## [YOUR TASKS]
1) Return the portion of the cleanup drive passage starting at "Joyce Marie Jayme-Calimag, Ceza" and ending at "oceans every year.", copied word for word.
2) According to the cleanup drive passage, what kind of association is the Saharra Santa Ana?
3) Write what comes next in the cleanup drive passage, picking up after its final sentence.

## [PASSAGE PROVIDED]

The Cagayan Economic Zone Authority kicked off its cleanup drive last week in partnership with the Palaui Environmental Protectors Association, Palaui-San Vicente Motorboat Association or Pasamoba, Reef Rangers, Island Guides, among others.

Joyce Marie Jayme-Calimag, Ceza public relations chief, said the Saharra Santa Ana, an association of hotels, resorts and restaurants, and this town’s barangay units have also joined the cleanup.

“The cleanup involves removal of trash from the shore, cleaning of highways, loading of the collected garbage and disposing them to the designated disposal area,” Calimag said.

Calimag cited studies made by the United States Ocean Conservancy, an environmental nonprofit organization, showing tons of garbage—made of plastic and other materials that take long period of decomposition making it very hazardous to marine life—end up in the oceans every year.

Saved data entries
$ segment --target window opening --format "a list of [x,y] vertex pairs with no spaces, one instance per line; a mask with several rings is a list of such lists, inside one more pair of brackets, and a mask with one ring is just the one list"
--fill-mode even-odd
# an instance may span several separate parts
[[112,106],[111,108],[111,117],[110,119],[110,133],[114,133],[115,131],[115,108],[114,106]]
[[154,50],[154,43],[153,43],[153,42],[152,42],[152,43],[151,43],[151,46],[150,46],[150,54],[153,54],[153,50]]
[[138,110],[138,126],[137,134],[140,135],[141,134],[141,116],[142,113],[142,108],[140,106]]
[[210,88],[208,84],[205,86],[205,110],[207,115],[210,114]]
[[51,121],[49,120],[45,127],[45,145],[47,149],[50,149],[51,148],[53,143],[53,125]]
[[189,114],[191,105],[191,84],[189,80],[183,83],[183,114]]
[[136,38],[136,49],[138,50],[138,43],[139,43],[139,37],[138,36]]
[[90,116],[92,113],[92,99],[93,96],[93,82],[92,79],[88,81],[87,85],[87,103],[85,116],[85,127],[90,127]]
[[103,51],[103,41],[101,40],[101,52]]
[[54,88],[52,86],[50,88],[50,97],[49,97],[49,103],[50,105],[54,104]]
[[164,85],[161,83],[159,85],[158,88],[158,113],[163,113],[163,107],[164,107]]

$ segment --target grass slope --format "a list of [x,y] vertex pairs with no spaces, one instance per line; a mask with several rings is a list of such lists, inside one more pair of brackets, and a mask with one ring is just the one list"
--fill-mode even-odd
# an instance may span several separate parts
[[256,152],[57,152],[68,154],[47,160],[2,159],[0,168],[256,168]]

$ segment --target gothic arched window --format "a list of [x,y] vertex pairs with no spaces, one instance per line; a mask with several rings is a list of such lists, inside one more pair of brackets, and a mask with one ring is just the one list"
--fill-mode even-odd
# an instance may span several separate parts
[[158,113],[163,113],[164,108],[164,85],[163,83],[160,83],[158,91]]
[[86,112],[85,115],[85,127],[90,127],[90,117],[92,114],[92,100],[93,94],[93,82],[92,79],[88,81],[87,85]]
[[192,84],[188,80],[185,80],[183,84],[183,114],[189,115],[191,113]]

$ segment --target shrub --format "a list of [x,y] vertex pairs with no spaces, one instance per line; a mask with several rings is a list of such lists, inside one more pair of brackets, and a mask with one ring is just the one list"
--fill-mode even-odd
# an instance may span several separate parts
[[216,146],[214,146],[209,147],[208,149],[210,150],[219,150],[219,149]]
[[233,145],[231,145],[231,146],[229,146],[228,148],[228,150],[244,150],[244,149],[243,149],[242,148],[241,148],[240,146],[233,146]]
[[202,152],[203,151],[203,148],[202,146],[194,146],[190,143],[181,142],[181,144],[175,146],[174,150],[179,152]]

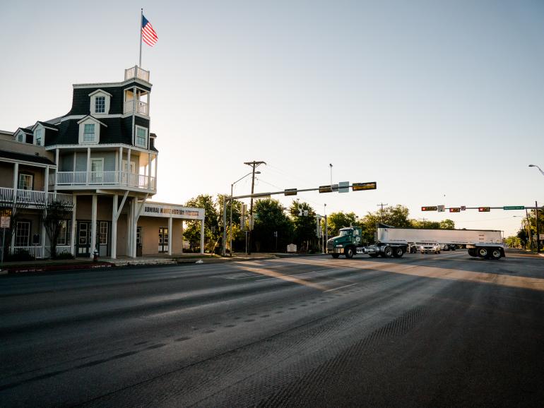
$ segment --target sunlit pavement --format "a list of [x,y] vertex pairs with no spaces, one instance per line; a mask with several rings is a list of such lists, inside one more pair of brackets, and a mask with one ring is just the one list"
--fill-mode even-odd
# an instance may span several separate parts
[[0,279],[2,406],[539,406],[544,259],[297,256]]

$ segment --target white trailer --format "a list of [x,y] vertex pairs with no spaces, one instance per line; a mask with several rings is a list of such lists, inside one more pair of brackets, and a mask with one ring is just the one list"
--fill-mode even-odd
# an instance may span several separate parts
[[396,228],[382,224],[376,234],[377,241],[466,245],[471,256],[488,259],[504,256],[502,232],[497,230]]

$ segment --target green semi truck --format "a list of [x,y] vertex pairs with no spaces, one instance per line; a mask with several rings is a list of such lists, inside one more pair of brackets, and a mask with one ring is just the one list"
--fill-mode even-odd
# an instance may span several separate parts
[[[327,241],[327,253],[333,258],[343,255],[353,258],[355,253],[367,253],[372,258],[401,258],[408,249],[408,242],[403,239],[386,239],[377,234],[376,244],[362,243],[362,230],[360,227],[349,227],[340,229],[339,234]],[[384,238],[380,239],[381,238]]]

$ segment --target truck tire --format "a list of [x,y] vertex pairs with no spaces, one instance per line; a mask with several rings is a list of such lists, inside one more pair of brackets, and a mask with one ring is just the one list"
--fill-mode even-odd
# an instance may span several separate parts
[[501,251],[498,248],[496,248],[491,251],[491,258],[493,259],[500,259],[501,256]]
[[487,256],[489,255],[489,251],[487,251],[487,248],[480,246],[480,248],[476,248],[476,254],[480,258],[487,258]]

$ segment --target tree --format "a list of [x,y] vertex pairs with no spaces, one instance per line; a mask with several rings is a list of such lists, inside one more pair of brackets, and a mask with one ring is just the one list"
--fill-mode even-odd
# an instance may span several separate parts
[[[294,200],[289,208],[294,228],[295,243],[301,251],[312,249],[317,245],[316,213],[307,203]],[[302,215],[301,215],[302,212]]]
[[[213,252],[218,244],[220,233],[219,230],[219,213],[213,198],[209,194],[201,194],[189,200],[185,203],[185,206],[204,209],[206,214],[204,219],[204,249]],[[223,207],[221,209],[223,210]],[[183,235],[189,241],[191,250],[194,251],[197,246],[200,246],[200,221],[191,220],[187,222],[187,226]],[[172,234],[171,232],[170,234]]]
[[71,212],[71,205],[58,200],[50,201],[42,208],[42,222],[49,241],[52,258],[57,258],[57,241],[63,225],[70,219]]
[[257,252],[276,250],[277,233],[278,248],[285,248],[293,236],[293,225],[283,212],[283,206],[278,200],[257,200],[253,208],[255,222],[252,241]]

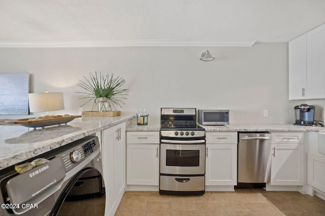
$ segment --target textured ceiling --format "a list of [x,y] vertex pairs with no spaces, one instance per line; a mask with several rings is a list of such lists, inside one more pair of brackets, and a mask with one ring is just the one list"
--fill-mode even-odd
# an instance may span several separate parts
[[0,0],[0,41],[287,42],[325,23],[324,0]]

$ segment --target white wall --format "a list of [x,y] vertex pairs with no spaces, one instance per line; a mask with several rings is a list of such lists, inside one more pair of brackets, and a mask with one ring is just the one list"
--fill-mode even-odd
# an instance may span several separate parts
[[[63,92],[66,109],[53,114],[78,114],[85,101],[75,93],[82,91],[78,80],[97,71],[125,79],[124,87],[130,91],[121,110],[136,114],[146,109],[149,124],[159,122],[163,107],[228,109],[231,123],[294,122],[293,107],[301,101],[288,100],[287,43],[209,48],[216,59],[200,61],[206,49],[1,48],[0,72],[31,74],[33,93]],[[85,110],[91,107],[89,103]],[[264,109],[269,110],[268,117],[263,117]]]

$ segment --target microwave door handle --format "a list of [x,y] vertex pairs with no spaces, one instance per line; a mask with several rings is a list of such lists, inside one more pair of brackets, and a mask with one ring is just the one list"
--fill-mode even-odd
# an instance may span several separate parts
[[161,143],[172,143],[175,144],[196,144],[199,143],[205,143],[205,140],[161,140]]

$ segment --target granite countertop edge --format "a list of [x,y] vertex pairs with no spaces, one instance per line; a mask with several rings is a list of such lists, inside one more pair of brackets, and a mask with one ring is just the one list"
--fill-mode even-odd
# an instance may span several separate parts
[[[202,125],[206,132],[271,132],[325,133],[325,127],[294,125],[290,124],[231,124],[226,125]],[[159,132],[160,125],[130,125],[126,132]]]

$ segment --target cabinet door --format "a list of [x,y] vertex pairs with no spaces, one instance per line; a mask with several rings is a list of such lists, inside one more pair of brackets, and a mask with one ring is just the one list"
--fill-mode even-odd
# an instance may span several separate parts
[[307,33],[307,97],[325,98],[325,25]]
[[122,198],[125,189],[125,123],[116,125],[114,142],[114,176],[115,197],[117,200]]
[[207,144],[206,185],[236,185],[237,145]]
[[114,154],[116,127],[102,132],[102,158],[105,185],[105,215],[114,214],[116,204],[114,174]]
[[158,185],[159,144],[127,145],[126,184]]
[[272,145],[271,185],[303,185],[303,144]]
[[289,42],[289,100],[306,99],[307,37],[304,34]]
[[325,193],[325,156],[308,154],[308,183]]

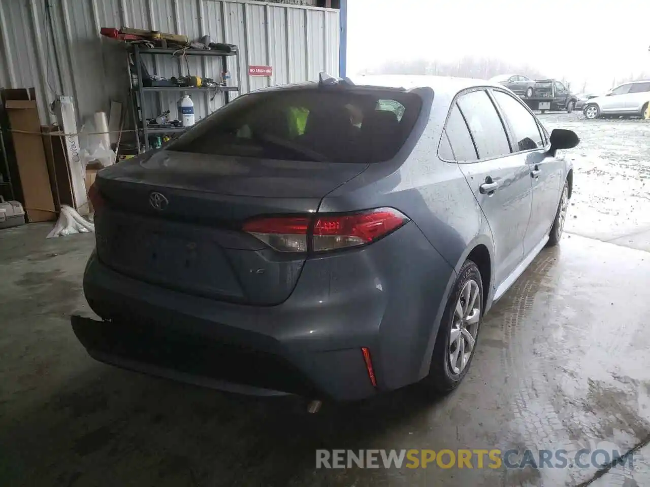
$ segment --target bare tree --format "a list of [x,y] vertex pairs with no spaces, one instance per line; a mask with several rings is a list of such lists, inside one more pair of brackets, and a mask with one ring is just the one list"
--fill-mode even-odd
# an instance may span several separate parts
[[504,73],[517,73],[533,79],[543,78],[537,68],[508,63],[492,58],[465,56],[452,62],[422,59],[410,61],[386,61],[378,68],[367,70],[369,74],[432,74],[438,76],[456,76],[465,78],[491,78]]

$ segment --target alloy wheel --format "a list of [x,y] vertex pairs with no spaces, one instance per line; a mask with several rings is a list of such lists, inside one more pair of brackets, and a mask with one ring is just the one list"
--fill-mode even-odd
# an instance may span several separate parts
[[584,116],[590,119],[593,119],[598,116],[598,108],[593,105],[588,106],[584,110]]
[[562,190],[562,198],[560,200],[560,212],[558,213],[558,224],[556,231],[557,232],[558,240],[562,234],[564,229],[564,221],[567,218],[567,210],[569,209],[569,188],[566,186]]
[[474,351],[481,318],[479,297],[478,284],[470,279],[463,286],[456,303],[449,332],[449,364],[454,374],[465,369]]

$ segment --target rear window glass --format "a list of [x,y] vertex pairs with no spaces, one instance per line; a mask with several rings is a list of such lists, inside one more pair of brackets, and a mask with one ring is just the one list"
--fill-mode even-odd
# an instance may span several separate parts
[[393,157],[422,106],[396,91],[278,91],[238,98],[170,151],[265,159],[369,163]]

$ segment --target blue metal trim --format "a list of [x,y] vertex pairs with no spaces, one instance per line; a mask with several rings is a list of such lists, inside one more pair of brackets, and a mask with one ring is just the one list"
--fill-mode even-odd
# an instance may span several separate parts
[[339,16],[339,76],[344,78],[348,61],[348,0],[341,0]]

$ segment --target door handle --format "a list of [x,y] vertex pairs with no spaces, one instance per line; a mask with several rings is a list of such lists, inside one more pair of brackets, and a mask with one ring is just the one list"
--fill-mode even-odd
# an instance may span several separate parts
[[499,182],[495,182],[492,178],[488,176],[486,178],[486,182],[478,186],[478,191],[481,194],[492,194],[499,188]]

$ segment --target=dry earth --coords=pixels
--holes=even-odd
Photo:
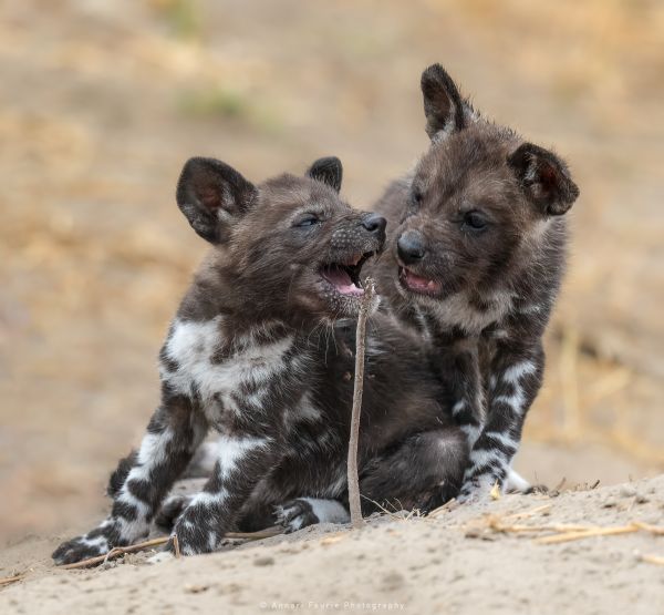
[[[45,567],[52,536],[100,516],[107,473],[157,401],[157,349],[205,249],[174,205],[184,161],[215,155],[259,181],[336,154],[345,196],[369,206],[426,146],[417,82],[434,61],[487,114],[553,145],[582,191],[519,470],[550,486],[661,474],[662,49],[655,0],[2,3],[0,558],[2,574],[38,563],[2,591],[2,613],[251,609],[263,596],[664,612],[662,568],[634,553],[664,555],[662,539],[468,539],[452,525],[481,514],[470,509],[158,568]],[[662,479],[637,484],[647,503],[600,488],[551,500],[551,519],[662,524]],[[253,564],[268,552],[273,565]],[[209,588],[185,588],[197,584]]]
[[[557,535],[544,527],[633,523],[661,535],[538,543]],[[664,476],[507,495],[434,519],[382,515],[360,531],[314,526],[157,564],[132,554],[95,570],[54,570],[48,555],[56,543],[30,537],[0,555],[3,575],[30,563],[25,580],[0,593],[1,613],[664,612]]]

## [RESPONSES]
1)
Joyce Marie Jayme-Calimag, Ceza public relations chief, said the Saharra Santa Ana, an association of hotels, resorts and restaurants, and this town’s barangay units have also joined the cleanup.

“The cleanup involves removal of trash from the shore, cleaning of highways, loading of the collected garbage and disposing them to the designated disposal area,” Calimag said.

Calimag cited studies made by the United States Ocean Conservancy, an environmental nonprofit organization, showing tons of garbage—made of plastic and other materials that take long period of decomposition making it very hazardous to marine life—end up in the oceans every year.

2) It is an association of hotels, resorts and restaurants.

3)
USOC claims that China, Indonesia, the Philippines, Thailand and Vietnam are spewing out as much as 60 percent of the plastic waste that enters the world’s seas. 

The organization fears that at this rate, there will be one ton of plastic for every three tons of fish in the oceans by 2025 which is “an unthinkable number with drastic economic and environmental consequences.”

“Our cleanup activity at the ecozone is part of Ceza’s efforts to also protect and maintain the beautiful beaches of the Cagayan Freeport, as well as the marine life and the tourism industry that highly depend on the area’s natural attractions,” Calimag added.

She said that in the five Asian countries listed by USOC, only about 40 percent of garbage is properly collected and that trash is often piled up in communal dumps where stray bits are swept up by the wind and cast into the ocean. 

“At Cagayan ecozone, want to be part of Asia’s garbage pickers called the unsung heroes of conservation who brave filth and disease to root through trash and extract plastic that can be sold to recyclers for a little cash,” Calimag said.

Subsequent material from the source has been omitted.